**TEXT PROVIDED**.
Fr. Robert: Blinking, blinking!!!
Shannon: What is going on?
Liam: This thing thinks it is 12:30 PM. So it is. Yeah, this is what it does when the Space Station is getting closer. So it starts off going slow but then as the Space Station gets closer to you and higher up in the sky it then goes crazy wild!
Fr. Robert: It goes nuclear!
Shannon: That is awesome. It is very noticeable!
Liam: A really great companion to this is a little App, if you have an iOS device there is an App called Solar Walk and this is it right here.
Fr. Robert: Wait a minute. I think I saw this in a movie!
Liam: Yeah, almost. I did the animation for Gravity. Not really. So this is real time and this is actually showing it as it is coming.
Fr. Robert: That is exactly what I thought this was going to be. This is ISS-Above so it will tell you where the space junk it.
Shannon: We had seen the ISS above California just a little bit earlier, maybe a half an hour ago and now it is over an ocean.
Liam: Yeah. So it is almost, I think it was a little bit longer than you probably remembering because I’ve been talking for so long.
Fr. Robert: Our TD is enjoying Space. If you talk about Space in a room full of geeks, everything is going to come out.
Shannon: Where is it now?
Liam: That is the Aleutian Islands now. I can zoom way out. And you can see it’s…. did i get that right? Is it the Aleutian Islands? I’ve got it going…. I’m upside down!
Robert: Those are
other space craft?
Liam: Yes, those are other satellites. You look at this and you think, “Oh of course in Gravity they were going from the Space Station to the Shuttle” but when you see this they are in different orbits. So yes, so this I think is going in that direction so in a short while I think it is actually going to be visible over here again. But the Pie glow here, this version I’ve got it on a different time.
Fr. Robert: Now our Chat Room is right now. Erick is saying, “No, no, no”. The ISS isn’t moving that quickly. We are”. They always remind us that we are the ones spinning.
Shannon: Because we’re rotating on our axis and the ISS is also….

**Detection annotation records**.

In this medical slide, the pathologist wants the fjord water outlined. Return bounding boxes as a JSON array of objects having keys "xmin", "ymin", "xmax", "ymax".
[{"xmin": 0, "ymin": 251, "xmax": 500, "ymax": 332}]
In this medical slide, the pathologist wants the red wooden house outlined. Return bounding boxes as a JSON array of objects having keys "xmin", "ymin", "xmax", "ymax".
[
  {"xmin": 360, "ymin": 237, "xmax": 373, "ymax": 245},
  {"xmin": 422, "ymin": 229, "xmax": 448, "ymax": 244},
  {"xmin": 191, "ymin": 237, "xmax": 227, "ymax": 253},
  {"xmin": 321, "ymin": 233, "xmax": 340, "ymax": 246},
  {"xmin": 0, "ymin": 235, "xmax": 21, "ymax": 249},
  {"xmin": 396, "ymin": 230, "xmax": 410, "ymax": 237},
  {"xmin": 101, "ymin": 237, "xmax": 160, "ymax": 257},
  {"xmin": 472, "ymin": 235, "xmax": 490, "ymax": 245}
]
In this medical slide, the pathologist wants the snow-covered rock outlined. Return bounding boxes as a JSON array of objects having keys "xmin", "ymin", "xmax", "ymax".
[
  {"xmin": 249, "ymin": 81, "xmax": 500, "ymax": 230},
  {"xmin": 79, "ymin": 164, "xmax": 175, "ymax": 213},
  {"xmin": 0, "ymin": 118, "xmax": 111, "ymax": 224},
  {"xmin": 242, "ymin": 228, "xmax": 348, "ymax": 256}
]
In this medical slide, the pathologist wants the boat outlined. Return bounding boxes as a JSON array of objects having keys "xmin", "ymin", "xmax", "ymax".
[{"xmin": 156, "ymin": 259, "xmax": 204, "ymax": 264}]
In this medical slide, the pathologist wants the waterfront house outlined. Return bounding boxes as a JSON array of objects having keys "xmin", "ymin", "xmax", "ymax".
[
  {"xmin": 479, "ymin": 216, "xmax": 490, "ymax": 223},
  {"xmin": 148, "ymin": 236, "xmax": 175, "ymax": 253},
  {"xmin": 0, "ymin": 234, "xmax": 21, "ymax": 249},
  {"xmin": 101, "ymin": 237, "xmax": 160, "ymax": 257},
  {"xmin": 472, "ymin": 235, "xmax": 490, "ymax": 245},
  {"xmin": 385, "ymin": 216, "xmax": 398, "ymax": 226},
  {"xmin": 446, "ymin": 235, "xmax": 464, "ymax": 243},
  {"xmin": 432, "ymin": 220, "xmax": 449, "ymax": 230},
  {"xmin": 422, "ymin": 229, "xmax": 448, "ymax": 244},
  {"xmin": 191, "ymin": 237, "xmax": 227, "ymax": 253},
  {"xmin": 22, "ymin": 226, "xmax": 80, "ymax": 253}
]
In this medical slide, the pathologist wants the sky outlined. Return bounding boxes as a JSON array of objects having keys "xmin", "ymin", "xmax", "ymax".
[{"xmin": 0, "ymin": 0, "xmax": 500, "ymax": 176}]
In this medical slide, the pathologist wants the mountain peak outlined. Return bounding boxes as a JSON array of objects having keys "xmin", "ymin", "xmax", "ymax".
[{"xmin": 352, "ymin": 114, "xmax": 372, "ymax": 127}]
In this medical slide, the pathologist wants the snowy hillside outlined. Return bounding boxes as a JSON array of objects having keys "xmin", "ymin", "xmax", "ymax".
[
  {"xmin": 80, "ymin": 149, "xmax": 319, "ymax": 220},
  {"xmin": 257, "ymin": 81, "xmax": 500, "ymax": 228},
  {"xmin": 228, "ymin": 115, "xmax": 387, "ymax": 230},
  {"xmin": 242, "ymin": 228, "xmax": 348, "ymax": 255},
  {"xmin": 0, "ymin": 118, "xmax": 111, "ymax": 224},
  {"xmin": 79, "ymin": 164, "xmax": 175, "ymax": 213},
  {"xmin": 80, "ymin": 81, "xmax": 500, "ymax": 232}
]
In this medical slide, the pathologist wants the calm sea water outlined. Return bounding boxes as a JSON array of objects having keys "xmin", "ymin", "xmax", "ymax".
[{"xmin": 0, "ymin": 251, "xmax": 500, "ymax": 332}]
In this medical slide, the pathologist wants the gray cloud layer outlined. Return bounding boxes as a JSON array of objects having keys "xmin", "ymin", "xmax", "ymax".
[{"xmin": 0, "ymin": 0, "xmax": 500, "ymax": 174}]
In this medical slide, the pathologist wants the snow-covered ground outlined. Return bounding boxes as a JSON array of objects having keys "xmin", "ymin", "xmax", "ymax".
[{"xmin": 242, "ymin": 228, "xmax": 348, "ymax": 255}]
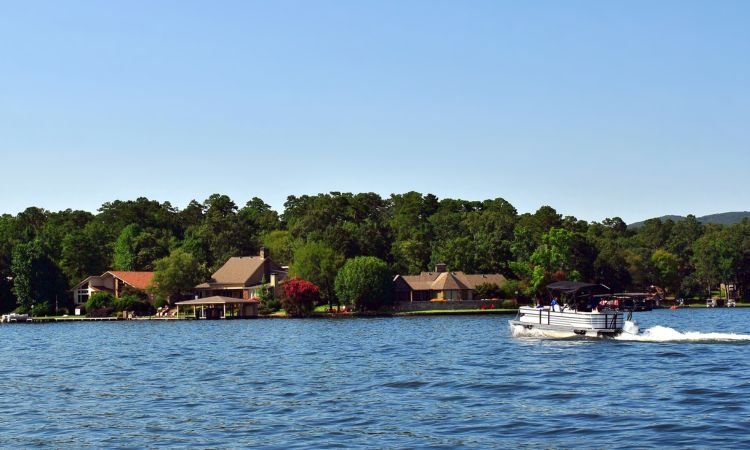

**EXERCISE REQUIREMENTS**.
- A) Please reproduce the listing word for word, from the line containing "In this medical slide, the pathologist wants the mountain" down through the end of the listing, and leave the pictures out of your copy.
- B) Extend the conversation about tracking the Space Station beyond its last line.

**ANSWERS TO THE EXERCISES**.
- A)
In this medical slide, the pathologist wants the mountain peak outlined. Return bounding boxes as a JSON array of objects having keys "xmin", "ymin", "xmax", "ymax".
[{"xmin": 352, "ymin": 114, "xmax": 372, "ymax": 127}]
In this medical slide, the pathologist wants the snowy hillside outlined. Return bounding boxes as a JSON array of objects having keys "xmin", "ymin", "xmax", "ymax".
[
  {"xmin": 80, "ymin": 149, "xmax": 319, "ymax": 220},
  {"xmin": 257, "ymin": 81, "xmax": 500, "ymax": 228},
  {"xmin": 228, "ymin": 115, "xmax": 387, "ymax": 230},
  {"xmin": 242, "ymin": 228, "xmax": 348, "ymax": 255},
  {"xmin": 0, "ymin": 118, "xmax": 111, "ymax": 224},
  {"xmin": 79, "ymin": 164, "xmax": 175, "ymax": 213},
  {"xmin": 80, "ymin": 81, "xmax": 500, "ymax": 232}
]
In this medical slide, the pathologist wants the calm sea water outlined. Return bounding boxes as a JSON array of objects having keys "xmin", "ymin", "xmax", "ymax".
[{"xmin": 0, "ymin": 251, "xmax": 500, "ymax": 332}]
In this medical slide, the pathologist wants the gray cloud layer outlined. Return bounding boxes as a JSON array of objects having keys "xmin", "ymin", "xmax", "ymax".
[{"xmin": 0, "ymin": 0, "xmax": 500, "ymax": 174}]
In this medical slide, the pathologist wants the snow-covered ground outlined. Return bounding boxes as a JSON array of objects having keys "xmin", "ymin", "xmax", "ymax".
[{"xmin": 242, "ymin": 228, "xmax": 348, "ymax": 255}]

- B)
Liam; Most of the 17,000 speed though is falling around the earth. Obviously the Earth is spinning and it takes us a day, surprisingly, to spin around once so that’s why it traverses different parts of the Globe every time it comes around. It will be a different distance from us at its closest point each time.
Fr. Robert: Now we want to take a look at this hardware because our TD has been trying to focus on this table forever. What am I looking at?
Liam: Let me introduce you to what I’ve got over here. So, there’s two different display items here. This one is a custom light that was also a successful kick starter. But what it did was just looked good as a representation of the ISS. Now the creator of this, we were just looking at working together initially, he wanted to get one himself. And so he modified the electronics of this. So that I could do a little bit of control just basic controls. So there’s really two colored lamps in here.
Shannon: And that is what we have going on.
Liam: Yeah, that is my very amazingly proud and lovely bread board that I put together there.
Fr. Robert: We all start with bread boards so there is no shame here.
Liam: I was just amazed at how these things could be added on. They are just a couple of transistors.
Shannon: This is connected into the Raspberry Pie.
Liam: Yes. Two of the control ports I used in the code because part of the code configuration is choosing what display device is attached. So I’ve just set it when you use the ISS lights that it would just flash GPIO pens 24 and 25. Depending on which one I have cabled in there it’ll either be the earth or the Space Station you can see it flashes every now and again. That is really, really simple. And I’ve got to say that there is no guarantee that this will be made available to the general public but last I saw…
Shannon: But it is one of those fun Hacker things that you can do with it.
Liam: Yes. So I think what this shows is that you can get the Raspberry Pie hacker code and you can build whatever you want with it.
Fr. Robert: Now this one over here. I really like this. It looks a little more what I would have on my desk.
Liam: So this one.
Fr. Robert: You’ve put an LED display on it.
Liam: An Adafruit 16 character x 2 line display. And this is an RTB one so it can change colors as well. But this gives a lot of information about the next pass of the Space Station and the current pass that is happening in real time.
Fr. Robert: With this. With the software package that you’ve downloaded, would it be possible to give people Admin information?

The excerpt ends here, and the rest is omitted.